[Stored data entries]
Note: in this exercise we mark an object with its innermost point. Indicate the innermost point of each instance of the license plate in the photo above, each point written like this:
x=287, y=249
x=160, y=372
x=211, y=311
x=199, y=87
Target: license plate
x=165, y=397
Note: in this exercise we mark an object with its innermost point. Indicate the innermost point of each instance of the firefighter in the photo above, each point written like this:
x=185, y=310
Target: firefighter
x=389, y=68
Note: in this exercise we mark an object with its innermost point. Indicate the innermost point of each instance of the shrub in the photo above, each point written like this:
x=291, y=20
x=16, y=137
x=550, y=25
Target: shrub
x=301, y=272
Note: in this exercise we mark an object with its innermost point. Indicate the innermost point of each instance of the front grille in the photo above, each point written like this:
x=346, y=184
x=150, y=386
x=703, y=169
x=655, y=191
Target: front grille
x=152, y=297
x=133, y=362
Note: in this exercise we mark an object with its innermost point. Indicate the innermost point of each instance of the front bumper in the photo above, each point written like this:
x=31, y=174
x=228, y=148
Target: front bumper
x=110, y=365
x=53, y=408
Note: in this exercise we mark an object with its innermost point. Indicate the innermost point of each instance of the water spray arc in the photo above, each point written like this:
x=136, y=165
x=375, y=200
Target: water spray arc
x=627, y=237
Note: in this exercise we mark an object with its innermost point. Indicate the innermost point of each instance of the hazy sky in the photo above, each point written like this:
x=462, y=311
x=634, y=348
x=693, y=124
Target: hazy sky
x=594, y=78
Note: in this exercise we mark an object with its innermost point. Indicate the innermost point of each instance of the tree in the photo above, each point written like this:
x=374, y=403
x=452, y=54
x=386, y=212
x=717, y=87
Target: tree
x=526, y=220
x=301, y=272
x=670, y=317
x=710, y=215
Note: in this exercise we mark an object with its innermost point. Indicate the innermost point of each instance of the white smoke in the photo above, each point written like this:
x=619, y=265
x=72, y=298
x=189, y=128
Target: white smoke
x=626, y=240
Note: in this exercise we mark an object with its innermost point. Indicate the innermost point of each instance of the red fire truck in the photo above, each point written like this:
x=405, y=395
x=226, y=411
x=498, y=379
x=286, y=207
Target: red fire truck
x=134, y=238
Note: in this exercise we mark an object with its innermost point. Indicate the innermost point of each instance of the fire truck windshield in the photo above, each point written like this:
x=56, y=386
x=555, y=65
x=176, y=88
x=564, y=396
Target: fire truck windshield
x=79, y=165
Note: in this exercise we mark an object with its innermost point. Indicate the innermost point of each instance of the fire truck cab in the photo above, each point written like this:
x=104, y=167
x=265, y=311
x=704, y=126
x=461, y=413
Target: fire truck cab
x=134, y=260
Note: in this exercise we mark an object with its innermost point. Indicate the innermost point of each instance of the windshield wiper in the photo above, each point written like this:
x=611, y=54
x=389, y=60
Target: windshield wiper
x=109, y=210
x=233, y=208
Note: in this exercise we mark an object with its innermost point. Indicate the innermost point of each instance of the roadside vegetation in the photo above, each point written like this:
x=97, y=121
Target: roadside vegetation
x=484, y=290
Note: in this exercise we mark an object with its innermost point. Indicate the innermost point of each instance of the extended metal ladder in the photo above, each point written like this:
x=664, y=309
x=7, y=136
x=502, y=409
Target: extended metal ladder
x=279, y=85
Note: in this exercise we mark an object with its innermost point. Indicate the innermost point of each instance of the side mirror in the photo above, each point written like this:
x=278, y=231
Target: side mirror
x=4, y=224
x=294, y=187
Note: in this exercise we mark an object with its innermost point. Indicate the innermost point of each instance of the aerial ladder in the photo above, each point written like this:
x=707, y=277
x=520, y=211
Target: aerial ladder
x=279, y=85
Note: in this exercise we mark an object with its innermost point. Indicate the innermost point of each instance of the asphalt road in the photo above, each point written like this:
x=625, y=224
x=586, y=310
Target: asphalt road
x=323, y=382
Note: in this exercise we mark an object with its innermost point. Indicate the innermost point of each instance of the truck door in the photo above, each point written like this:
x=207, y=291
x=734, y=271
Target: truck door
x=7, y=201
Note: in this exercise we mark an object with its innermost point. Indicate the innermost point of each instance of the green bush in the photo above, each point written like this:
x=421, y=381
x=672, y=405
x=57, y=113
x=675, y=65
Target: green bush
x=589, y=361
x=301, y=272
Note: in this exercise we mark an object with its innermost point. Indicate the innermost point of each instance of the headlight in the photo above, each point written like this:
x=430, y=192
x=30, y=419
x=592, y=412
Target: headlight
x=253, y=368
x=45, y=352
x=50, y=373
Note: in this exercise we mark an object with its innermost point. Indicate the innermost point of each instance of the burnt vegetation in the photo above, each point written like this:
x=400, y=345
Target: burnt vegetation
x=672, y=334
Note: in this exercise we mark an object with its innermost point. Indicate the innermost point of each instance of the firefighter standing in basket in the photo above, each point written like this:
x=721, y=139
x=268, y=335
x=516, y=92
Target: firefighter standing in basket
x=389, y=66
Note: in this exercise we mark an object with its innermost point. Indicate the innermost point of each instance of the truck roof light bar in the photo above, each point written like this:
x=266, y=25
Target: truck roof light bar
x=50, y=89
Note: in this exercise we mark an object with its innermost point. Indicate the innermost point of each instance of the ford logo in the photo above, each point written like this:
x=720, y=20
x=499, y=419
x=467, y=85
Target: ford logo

_WHAT NEEDS TO BE DONE_.
Begin at the first line and stop after the line that contains "x=165, y=397". Write out every one of those lines again, scaling each answer coordinate by 1.35 and rounding to the nearest whole number, with halves rounded up.

_WRITTEN SOLUTION_.
Note: in this exercise we mark an object with its innermost point. Indicate the innermost point of each instance of the license plate in the photo above, each point written like this:
x=287, y=249
x=160, y=372
x=211, y=311
x=199, y=87
Target: license plate
x=223, y=536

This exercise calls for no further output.